> **Goal of the exercise**
Convert the lines below into a Markdown table with the columns "Row" and "Line text," numbering each row and omitting blank lines. Include only the lines from the one containing "to cockpit window." up to and including the one containing "top-left (262, 160), bottom-right (380, 210)".

#####

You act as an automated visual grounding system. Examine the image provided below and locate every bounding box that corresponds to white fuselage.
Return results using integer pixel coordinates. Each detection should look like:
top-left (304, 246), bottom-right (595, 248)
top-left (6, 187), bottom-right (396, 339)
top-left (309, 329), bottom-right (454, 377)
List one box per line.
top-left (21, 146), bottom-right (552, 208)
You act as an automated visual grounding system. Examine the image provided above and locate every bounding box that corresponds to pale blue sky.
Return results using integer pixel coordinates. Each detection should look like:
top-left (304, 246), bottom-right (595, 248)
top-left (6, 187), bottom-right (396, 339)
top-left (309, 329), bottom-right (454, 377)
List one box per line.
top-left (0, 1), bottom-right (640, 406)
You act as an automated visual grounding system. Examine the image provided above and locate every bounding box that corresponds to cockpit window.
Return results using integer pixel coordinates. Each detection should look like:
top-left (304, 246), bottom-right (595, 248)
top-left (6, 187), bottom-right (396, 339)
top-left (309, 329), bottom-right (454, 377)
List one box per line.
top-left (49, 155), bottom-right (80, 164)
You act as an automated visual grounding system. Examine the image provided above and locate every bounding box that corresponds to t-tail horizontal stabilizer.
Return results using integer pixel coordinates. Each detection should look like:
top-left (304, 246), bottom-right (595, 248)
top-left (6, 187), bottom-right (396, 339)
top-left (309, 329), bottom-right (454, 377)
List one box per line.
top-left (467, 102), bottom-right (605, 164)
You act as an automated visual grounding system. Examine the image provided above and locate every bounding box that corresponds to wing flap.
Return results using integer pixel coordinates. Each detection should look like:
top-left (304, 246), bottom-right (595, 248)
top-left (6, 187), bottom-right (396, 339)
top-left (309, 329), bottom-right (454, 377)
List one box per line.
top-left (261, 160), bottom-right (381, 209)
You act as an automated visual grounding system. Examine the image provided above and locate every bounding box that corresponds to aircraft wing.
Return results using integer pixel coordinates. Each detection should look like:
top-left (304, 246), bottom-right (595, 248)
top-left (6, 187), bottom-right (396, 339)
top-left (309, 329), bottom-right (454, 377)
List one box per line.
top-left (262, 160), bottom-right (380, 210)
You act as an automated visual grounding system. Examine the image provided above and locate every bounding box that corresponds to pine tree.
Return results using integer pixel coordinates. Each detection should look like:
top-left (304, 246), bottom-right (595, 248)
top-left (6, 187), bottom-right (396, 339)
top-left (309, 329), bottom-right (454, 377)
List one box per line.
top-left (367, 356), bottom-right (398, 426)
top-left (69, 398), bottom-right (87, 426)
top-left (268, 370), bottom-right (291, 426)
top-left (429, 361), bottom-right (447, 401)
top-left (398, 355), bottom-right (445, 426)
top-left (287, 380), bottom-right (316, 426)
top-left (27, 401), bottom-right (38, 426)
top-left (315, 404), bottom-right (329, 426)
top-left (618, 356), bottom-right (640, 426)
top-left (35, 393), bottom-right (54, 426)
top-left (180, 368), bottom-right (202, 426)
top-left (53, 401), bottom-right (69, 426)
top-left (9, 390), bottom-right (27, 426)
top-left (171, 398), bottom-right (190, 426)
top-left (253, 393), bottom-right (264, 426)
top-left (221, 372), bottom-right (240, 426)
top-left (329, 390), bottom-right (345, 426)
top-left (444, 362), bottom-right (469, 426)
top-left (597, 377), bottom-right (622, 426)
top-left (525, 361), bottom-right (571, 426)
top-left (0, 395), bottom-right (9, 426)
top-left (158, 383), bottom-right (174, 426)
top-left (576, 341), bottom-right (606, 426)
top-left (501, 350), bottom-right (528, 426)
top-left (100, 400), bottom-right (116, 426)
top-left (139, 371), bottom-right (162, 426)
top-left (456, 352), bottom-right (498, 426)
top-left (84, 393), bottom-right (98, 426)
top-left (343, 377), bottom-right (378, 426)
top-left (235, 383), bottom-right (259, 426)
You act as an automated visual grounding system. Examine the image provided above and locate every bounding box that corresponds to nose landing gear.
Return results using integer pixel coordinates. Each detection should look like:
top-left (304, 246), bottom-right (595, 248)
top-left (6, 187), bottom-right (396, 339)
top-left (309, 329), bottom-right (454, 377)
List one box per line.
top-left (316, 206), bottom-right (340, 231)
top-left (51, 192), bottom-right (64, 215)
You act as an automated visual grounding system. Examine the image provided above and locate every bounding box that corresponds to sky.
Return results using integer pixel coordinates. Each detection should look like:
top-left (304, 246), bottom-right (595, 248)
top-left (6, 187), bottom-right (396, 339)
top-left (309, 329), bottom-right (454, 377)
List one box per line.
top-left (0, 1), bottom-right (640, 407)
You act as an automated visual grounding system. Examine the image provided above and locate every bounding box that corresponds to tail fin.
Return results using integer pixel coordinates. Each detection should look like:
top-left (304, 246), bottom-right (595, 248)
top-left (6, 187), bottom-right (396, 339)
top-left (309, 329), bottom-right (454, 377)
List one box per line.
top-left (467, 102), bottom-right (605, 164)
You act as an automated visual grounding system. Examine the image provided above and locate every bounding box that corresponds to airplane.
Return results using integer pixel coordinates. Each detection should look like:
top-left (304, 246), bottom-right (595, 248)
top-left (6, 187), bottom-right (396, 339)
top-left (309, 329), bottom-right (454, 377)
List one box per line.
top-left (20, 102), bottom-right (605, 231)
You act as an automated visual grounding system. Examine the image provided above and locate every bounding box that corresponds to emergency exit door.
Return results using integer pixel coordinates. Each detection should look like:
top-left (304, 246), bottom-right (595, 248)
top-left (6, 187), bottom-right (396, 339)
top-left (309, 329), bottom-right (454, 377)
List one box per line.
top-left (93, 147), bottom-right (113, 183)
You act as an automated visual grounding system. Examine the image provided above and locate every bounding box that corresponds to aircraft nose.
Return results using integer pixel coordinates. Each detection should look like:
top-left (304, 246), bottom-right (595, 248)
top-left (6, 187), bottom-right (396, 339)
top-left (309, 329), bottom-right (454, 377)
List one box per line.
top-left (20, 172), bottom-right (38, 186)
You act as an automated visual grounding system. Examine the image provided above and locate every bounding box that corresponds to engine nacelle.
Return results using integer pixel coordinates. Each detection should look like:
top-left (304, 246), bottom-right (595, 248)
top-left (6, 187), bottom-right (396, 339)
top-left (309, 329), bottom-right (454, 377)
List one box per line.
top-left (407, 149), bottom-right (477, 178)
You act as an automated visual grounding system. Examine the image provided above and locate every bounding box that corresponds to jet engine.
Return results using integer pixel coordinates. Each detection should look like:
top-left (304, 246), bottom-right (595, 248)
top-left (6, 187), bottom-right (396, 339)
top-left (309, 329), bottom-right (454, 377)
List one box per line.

#####

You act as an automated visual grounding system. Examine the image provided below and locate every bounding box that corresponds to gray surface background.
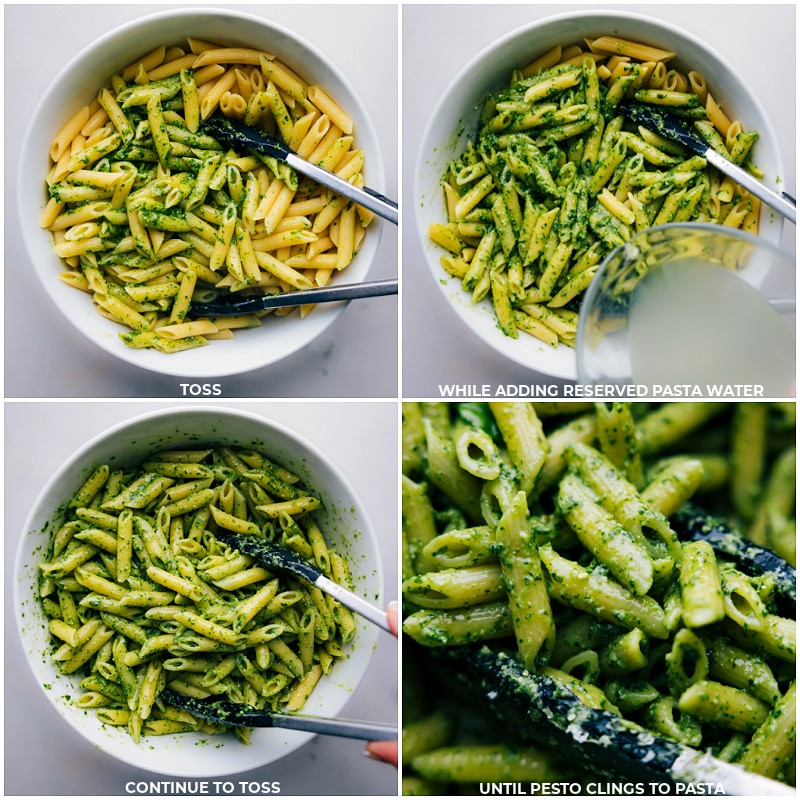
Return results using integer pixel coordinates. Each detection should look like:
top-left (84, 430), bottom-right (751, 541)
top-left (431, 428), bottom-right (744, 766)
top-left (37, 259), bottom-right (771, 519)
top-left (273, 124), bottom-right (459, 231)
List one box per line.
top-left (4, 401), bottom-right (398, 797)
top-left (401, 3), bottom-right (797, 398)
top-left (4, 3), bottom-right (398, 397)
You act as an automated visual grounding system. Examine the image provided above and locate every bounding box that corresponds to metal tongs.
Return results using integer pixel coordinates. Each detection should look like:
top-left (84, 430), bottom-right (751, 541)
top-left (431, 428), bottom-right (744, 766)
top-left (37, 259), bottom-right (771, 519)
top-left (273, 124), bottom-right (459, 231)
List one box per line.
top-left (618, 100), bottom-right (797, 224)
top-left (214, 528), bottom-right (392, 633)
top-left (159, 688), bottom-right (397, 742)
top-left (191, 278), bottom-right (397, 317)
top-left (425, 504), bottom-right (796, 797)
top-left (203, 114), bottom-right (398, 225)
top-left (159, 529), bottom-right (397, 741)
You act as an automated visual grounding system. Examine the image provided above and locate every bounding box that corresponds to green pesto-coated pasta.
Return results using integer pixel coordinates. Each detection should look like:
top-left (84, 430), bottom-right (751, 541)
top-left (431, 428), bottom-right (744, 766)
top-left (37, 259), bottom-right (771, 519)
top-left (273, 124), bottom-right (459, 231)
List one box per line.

#####

> **Solution below**
| Row | Line text |
|---|---|
| 1 | You act as an automated visual grounding system. Examine the image provided above and locate every bounding box that corresponds to cockpit window. |
| 2 | Return results using integer pixel coordinates. Each detection should look like: |
| 3 | top-left (304, 246), bottom-right (595, 248) |
| 4 | top-left (6, 187), bottom-right (396, 339) |
| 5 | top-left (309, 329), bottom-right (454, 377) |
| 6 | List one box per line. |
| 7 | top-left (49, 155), bottom-right (80, 164) |
| 8 | You act as an automated visual grounding system. Examine the image provided above and locate every bounding box that corresponds to t-tail horizontal stabilizer. |
| 9 | Return results using integer pixel coordinates. Each detection should look like: |
| 10 | top-left (304, 246), bottom-right (595, 248) |
| 11 | top-left (6, 187), bottom-right (396, 339) |
| 12 | top-left (309, 329), bottom-right (454, 377) |
| 13 | List one box per line. |
| 14 | top-left (467, 102), bottom-right (605, 164) |
| 15 | You act as an automated visual grounding system. Examine the image provided above and locate every bounding box that corresponds to wing flap. |
| 16 | Return results using integer pixel coordinates. Each detection should look like: |
| 17 | top-left (304, 246), bottom-right (595, 248) |
| 18 | top-left (6, 187), bottom-right (396, 339) |
| 19 | top-left (309, 329), bottom-right (454, 377) |
| 20 | List one box per line. |
| 21 | top-left (261, 160), bottom-right (381, 209) |
| 22 | You act as an automated visual grounding system. Examine the image provided above and locate every bounding box that corresponds to aircraft wing. |
| 23 | Return results using integer pixel coordinates. Each detection should look like: |
| 24 | top-left (304, 246), bottom-right (595, 248) |
| 25 | top-left (6, 187), bottom-right (396, 339) |
| 26 | top-left (309, 329), bottom-right (454, 377) |
| 27 | List one box per line. |
| 28 | top-left (262, 160), bottom-right (380, 210) |